MANUSCRIPT: Federated queries of clinical data repositories: the sum of the parts does not equal the whole
Background and objective In 2008 we developed a shared health research information network (SHRINE), which for the first time enabled research queries across the full patient populations of four Boston hospitals. It uses a federated architecture, where each hospital returns only the aggregate count of the number of patients who match a query. This allows hospitals to retain control over their local databases and comply with federal and state privacy laws. However, because patients may receive care from multiple hospitals, the result of a federated query might differ from what the
result would be if the query were run against a single central repository. This paper describes the situations when this happens and presents a technique for correcting these errors.

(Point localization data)

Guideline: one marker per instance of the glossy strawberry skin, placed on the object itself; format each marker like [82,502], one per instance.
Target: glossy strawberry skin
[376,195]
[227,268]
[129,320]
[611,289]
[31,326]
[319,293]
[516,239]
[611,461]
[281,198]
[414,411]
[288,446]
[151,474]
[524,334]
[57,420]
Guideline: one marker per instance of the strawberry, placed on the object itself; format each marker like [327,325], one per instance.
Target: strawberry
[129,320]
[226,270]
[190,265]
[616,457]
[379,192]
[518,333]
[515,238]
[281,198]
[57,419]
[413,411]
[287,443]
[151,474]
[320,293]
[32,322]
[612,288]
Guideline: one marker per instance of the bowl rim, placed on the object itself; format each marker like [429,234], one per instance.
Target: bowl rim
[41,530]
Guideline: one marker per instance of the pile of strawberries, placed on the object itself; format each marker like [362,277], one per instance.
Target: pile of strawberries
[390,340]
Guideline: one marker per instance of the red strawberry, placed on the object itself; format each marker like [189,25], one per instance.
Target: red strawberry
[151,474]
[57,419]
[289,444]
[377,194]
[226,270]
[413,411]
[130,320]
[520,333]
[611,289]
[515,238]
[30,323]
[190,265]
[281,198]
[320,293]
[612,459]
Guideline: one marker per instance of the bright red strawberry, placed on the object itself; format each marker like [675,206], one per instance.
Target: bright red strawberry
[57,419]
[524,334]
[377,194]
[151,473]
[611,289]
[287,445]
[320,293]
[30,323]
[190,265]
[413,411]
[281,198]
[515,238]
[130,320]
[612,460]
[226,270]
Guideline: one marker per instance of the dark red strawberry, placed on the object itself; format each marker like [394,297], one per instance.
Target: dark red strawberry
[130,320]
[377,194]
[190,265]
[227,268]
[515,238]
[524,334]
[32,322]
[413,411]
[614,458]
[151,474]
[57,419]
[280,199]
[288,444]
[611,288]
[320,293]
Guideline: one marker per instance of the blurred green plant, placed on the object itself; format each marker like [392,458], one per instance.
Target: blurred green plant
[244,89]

=== Explore the material ===
- a) Reproduce the passage of the abstract on federated queries from "MANUSCRIPT: Federated queries" to "correcting these errors.".
- b) Answer these questions from the abstract on federated queries:
(i) In what year was SHRINE developed?
(ii) What does each hospital return in response to a query?
(iii) Besides describing when the errors happen, what does the paper present?
- c) Write the next part of the abstract on federated queries, picking up after its final sentence.

=== Task results ===
- a)
MANUSCRIPT: Federated queries of clinical data repositories: the sum of the parts does not equal the whole
Background and objective In 2008 we developed a shared health research information network (SHRINE), which for the first time enabled research queries across the full patient populations of four Boston hospitals. It uses a federated architecture, where each hospital returns only the aggregate count of the number of patients who match a query. This allows hospitals to retain control over their local databases and comply with federal and state privacy laws. However, because patients may receive care from multiple hospitals, the result of a federated query might differ from what the
result would be if the query were run against a single central repository. This paper describes the situations when this happens and presents a technique for correcting these errors.

- b)
(i) 2008
(ii) Only the aggregate count of the number of patients who match the query
(iii) A technique for correcting these errors

- c)
Methods We use a one-time process of identifying which patients have data in multiple repositories by comparing one-way hash values of patient demographics. This enables us to partition the local databases such that all patients within a given partition have data at the same subset of hospitals. Federated queries are then run separately on each partition
independently, and the combined results are presented to the user.
Results Using theoretical bounds and simulated hospital networks, we demonstrate that once the partitions are made, SHRINE can produce more precise estimates of the number of patients matching a query. Conclusions Uncertainty in the overlap of patient populations across hospitals limits the effectiveness of SHRINE and other federated query tools. Our technique reduces this uncertainty while retaining an aggregate federated architecture.